Passage =>
Architectural structure in Dumfries and Galloway, Scotland

Isle Tower also known as Lochar Tower and Bankend Tower is a 16th-century ruined tower house located in the north of Bankend in Dumfries and Galloway, Scotland. It was a property of the Maxwell family.

==History==
The building is mentioned in a 1560s English report and was built around 1565 at which time William Maxwell was resident. Lord Scrope burned the tower in 1570. William's successor Edward Maxwell of Isle reconstructed the building in 1622, with a stair wing being added to its north east side. It appears to have been abandoned soon after the death of Robert Maxwell, 2nd Earl of Nithsdale in 1667.

Data section =>
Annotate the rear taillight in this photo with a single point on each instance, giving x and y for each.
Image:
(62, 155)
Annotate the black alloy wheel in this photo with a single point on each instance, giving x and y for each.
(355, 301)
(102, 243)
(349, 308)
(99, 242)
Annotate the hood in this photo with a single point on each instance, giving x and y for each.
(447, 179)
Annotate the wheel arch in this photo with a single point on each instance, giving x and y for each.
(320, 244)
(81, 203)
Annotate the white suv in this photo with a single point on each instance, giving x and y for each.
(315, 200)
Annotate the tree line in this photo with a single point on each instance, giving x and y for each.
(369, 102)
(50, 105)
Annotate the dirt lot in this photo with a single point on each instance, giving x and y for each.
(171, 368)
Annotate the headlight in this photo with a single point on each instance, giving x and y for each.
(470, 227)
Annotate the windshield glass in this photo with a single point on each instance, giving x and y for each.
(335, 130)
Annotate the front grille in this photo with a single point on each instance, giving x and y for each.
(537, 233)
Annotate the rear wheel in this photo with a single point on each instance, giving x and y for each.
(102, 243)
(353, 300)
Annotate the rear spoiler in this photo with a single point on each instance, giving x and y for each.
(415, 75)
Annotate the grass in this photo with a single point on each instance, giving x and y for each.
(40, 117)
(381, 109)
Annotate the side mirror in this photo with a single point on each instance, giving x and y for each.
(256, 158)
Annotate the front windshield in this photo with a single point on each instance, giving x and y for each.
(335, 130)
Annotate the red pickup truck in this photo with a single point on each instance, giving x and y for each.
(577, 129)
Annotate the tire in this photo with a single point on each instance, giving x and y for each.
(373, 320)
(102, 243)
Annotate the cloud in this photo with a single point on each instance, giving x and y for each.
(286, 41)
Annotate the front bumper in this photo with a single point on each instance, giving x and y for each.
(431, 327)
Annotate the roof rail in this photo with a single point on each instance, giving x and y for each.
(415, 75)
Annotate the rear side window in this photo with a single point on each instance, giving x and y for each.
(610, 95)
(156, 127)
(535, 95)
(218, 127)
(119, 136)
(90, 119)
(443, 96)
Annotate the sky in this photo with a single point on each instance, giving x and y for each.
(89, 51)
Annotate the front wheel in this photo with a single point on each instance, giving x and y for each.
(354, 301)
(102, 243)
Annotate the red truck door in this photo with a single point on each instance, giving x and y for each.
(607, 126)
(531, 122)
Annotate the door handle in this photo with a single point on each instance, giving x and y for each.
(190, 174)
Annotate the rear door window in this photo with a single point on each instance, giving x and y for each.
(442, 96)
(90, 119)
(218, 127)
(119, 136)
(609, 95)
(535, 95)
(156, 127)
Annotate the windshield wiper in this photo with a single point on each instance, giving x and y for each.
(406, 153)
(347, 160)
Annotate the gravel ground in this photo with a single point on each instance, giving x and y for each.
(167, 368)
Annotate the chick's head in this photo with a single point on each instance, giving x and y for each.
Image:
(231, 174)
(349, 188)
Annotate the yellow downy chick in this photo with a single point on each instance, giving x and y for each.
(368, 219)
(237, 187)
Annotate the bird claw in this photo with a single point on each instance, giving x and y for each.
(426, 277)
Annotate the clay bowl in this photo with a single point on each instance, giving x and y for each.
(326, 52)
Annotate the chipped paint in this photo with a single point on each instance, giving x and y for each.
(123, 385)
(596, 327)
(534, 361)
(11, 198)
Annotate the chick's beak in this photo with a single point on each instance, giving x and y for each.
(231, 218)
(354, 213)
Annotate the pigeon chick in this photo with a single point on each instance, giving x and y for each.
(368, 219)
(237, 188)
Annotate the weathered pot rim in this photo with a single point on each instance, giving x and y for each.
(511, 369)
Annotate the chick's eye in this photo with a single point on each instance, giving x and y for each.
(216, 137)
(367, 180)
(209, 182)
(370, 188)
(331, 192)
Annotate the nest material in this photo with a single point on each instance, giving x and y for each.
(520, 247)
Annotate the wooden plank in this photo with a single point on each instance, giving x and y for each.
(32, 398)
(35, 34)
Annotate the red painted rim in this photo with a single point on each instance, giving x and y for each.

Parts of the exercise =>
1. According to the Isle Tower passage, who burned the tower in 1570?
2. Please echo the Isle Tower passage from "Architectural structure in" to "the Maxwell family.".

Task responses =>
1. Lord Scrope

2.
Architectural structure in Dumfries and Galloway, Scotland

Isle Tower also known as Lochar Tower and Bankend Tower is a 16th-century ruined tower house located in the north of Bankend in Dumfries and Galloway, Scotland. It was a property of the Maxwell family.